Write out the part of the material below that begins with the line containing "occurrence of round" and continues through the end of the material, copying each line without any change.
──────── Records provided ────────
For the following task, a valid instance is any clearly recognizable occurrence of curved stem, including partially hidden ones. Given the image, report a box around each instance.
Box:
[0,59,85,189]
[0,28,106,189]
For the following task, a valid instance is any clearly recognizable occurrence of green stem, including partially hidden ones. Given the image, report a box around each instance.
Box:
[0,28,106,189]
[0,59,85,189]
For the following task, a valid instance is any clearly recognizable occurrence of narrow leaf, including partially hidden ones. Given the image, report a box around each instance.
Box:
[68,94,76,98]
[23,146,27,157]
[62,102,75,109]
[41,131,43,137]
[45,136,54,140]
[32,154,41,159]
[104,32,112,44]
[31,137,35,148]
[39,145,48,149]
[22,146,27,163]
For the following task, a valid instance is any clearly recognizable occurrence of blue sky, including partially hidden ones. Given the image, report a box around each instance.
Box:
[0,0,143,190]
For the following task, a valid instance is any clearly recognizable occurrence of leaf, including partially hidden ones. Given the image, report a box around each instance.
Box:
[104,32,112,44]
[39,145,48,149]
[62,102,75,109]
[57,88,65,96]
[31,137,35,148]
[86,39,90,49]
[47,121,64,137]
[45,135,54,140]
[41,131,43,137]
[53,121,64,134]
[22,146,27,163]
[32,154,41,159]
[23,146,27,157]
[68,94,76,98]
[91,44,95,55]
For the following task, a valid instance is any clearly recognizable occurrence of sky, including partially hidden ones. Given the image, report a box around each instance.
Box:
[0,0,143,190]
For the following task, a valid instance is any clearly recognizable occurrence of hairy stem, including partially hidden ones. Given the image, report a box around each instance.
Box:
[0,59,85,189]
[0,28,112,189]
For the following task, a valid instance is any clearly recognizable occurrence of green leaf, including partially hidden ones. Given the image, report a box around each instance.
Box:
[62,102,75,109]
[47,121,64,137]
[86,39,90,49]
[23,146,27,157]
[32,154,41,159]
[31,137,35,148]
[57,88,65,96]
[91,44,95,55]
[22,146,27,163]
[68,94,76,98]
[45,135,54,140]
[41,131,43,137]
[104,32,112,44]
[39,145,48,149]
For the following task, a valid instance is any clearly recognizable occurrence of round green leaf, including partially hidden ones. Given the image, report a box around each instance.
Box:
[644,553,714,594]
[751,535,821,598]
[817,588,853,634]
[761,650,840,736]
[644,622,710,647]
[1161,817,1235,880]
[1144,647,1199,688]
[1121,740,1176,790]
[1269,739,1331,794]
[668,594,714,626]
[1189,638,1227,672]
────────
# [Written response]
For the following task, a valid instance is any clearly recognizable occurrence of round green leaf, including partially hidden ones. Given the image, report a box around each instance.
Box:
[644,553,714,594]
[751,535,821,598]
[817,588,853,634]
[761,650,840,736]
[644,622,710,647]
[1161,817,1235,880]
[1144,647,1199,688]
[1121,740,1176,790]
[1269,739,1331,794]
[668,594,714,626]
[1189,638,1227,672]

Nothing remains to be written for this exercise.